# MATERIAL PROVIDED:

——————————

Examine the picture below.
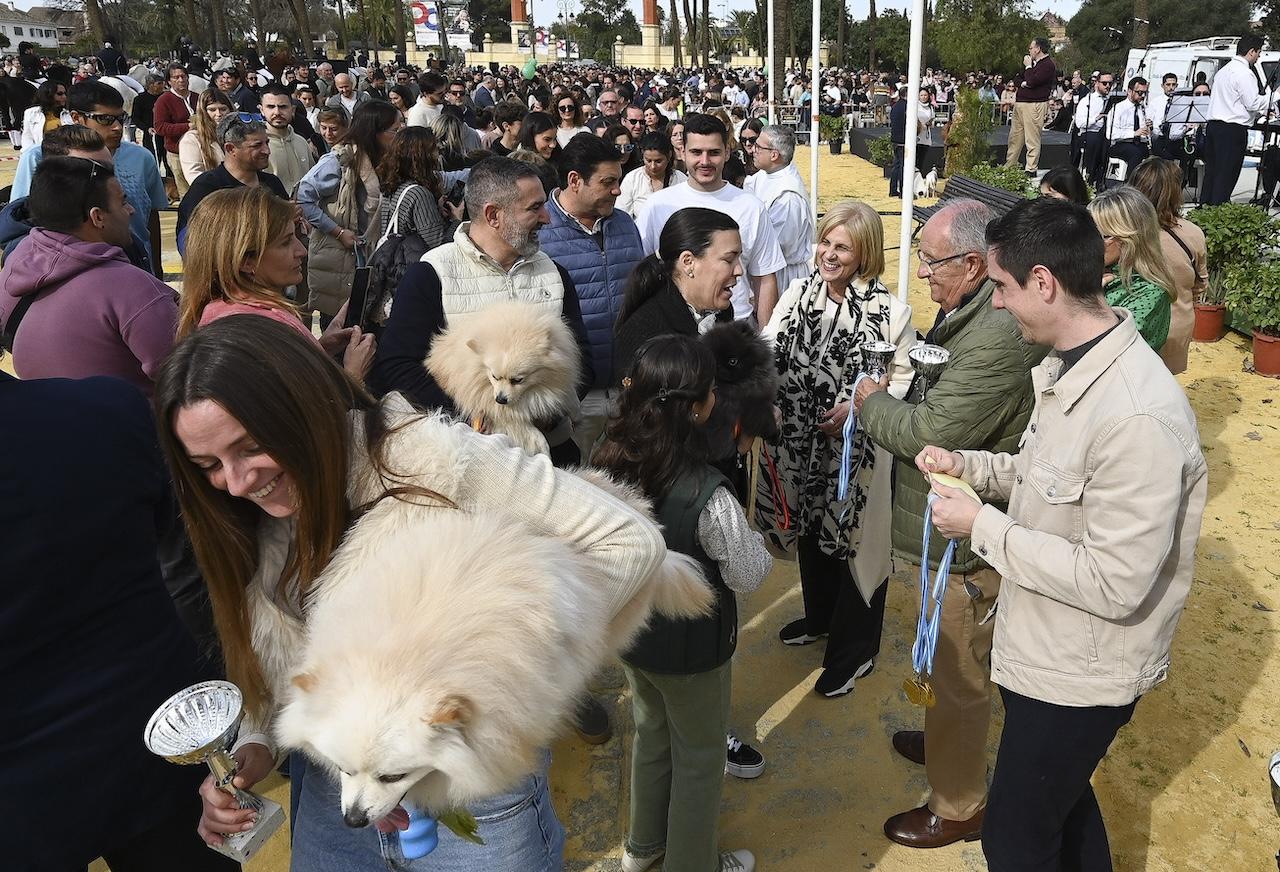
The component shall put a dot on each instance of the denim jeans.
(520, 830)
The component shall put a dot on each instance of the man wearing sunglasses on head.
(1129, 128)
(608, 115)
(1089, 123)
(100, 108)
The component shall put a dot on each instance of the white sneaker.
(631, 863)
(737, 861)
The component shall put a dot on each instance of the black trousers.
(1041, 812)
(833, 605)
(895, 172)
(1224, 158)
(1095, 153)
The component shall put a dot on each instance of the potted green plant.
(832, 129)
(1253, 293)
(1210, 310)
(881, 153)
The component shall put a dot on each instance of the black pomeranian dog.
(746, 387)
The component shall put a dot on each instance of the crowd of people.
(332, 224)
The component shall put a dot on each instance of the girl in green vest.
(679, 671)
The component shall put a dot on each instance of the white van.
(1188, 60)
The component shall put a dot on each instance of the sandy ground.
(1184, 786)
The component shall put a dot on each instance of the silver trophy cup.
(928, 361)
(876, 357)
(199, 725)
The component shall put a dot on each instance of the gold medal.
(919, 690)
(914, 690)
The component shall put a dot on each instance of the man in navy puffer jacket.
(598, 246)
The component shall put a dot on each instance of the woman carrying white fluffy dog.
(679, 670)
(274, 451)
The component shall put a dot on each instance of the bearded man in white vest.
(780, 187)
(493, 258)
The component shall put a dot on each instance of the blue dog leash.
(846, 455)
(927, 628)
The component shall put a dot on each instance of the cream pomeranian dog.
(443, 653)
(508, 366)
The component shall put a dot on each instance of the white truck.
(1187, 60)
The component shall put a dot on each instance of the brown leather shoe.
(910, 744)
(923, 829)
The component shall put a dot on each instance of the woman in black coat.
(684, 287)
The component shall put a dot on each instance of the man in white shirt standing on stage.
(1239, 92)
(780, 187)
(705, 154)
(1091, 115)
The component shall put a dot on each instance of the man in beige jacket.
(1097, 548)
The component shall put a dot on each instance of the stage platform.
(1055, 147)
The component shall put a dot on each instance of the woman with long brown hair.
(1184, 250)
(242, 254)
(341, 199)
(275, 452)
(199, 149)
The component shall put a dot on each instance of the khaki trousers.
(179, 178)
(1028, 126)
(955, 729)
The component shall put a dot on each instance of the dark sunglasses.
(108, 118)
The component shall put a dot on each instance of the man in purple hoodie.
(71, 302)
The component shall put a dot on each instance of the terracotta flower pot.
(1266, 354)
(1210, 323)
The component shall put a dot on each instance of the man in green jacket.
(982, 400)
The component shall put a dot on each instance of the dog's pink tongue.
(397, 820)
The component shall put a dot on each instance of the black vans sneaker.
(743, 761)
(798, 634)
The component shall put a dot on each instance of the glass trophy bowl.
(876, 357)
(928, 361)
(199, 725)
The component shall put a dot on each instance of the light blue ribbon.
(927, 629)
(846, 456)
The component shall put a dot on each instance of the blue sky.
(545, 10)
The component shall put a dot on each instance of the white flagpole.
(773, 69)
(814, 71)
(913, 96)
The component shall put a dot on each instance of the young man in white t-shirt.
(705, 153)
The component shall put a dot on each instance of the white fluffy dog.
(507, 366)
(443, 653)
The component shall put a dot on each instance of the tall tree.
(707, 32)
(96, 23)
(1096, 46)
(871, 39)
(840, 36)
(304, 21)
(691, 23)
(983, 33)
(675, 35)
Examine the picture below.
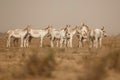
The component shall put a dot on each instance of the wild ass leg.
(8, 41)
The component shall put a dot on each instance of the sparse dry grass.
(46, 63)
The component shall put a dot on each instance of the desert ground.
(35, 63)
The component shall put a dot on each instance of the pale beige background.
(40, 13)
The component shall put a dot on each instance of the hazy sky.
(40, 13)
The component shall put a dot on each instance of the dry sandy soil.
(35, 63)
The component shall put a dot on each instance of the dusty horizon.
(58, 13)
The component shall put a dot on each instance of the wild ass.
(69, 35)
(41, 33)
(82, 35)
(17, 34)
(59, 36)
(96, 36)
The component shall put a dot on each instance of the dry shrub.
(40, 64)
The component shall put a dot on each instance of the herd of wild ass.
(63, 37)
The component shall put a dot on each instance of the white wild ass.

——————————

# BRIEF:
Your task is to give again, unchanged, the lines from the line that contains "the white fluffy dog." to the end of the records. Include both end lines but no pictures.

# OUTPUT FOR THIS TASK:
The component shall put a dot on each instance of the white fluffy dog.
(507, 366)
(443, 653)
The component shall put a dot on each instance of the tall tree.
(707, 32)
(96, 23)
(1096, 46)
(871, 39)
(840, 36)
(304, 21)
(691, 23)
(983, 33)
(675, 35)
Examine the picture below.
The component shall put a dot on each instance of the wild ass leg.
(8, 41)
The component shall put a dot on each instance of the sparse dry grass.
(46, 63)
The component shall put a dot on each instance of the desert ground.
(35, 63)
The component shall put a dot on each instance of the pale beige background.
(40, 13)
The component shall put a dot on each instance of the hazy sky.
(40, 13)
The component shall put a dot on each instance of the dry sandy soil.
(35, 63)
The component shall put a dot on each instance of the dusty horizon.
(58, 13)
The component shall put a dot on each instance of the wild ass.
(69, 35)
(41, 33)
(82, 35)
(17, 34)
(59, 36)
(96, 36)
The component shall put a dot on each instance of the dry shrub.
(40, 64)
The component shall put a dot on each instance of the herd of wild ass.
(63, 37)
The component shall put a dot on each instance of the white wild ass.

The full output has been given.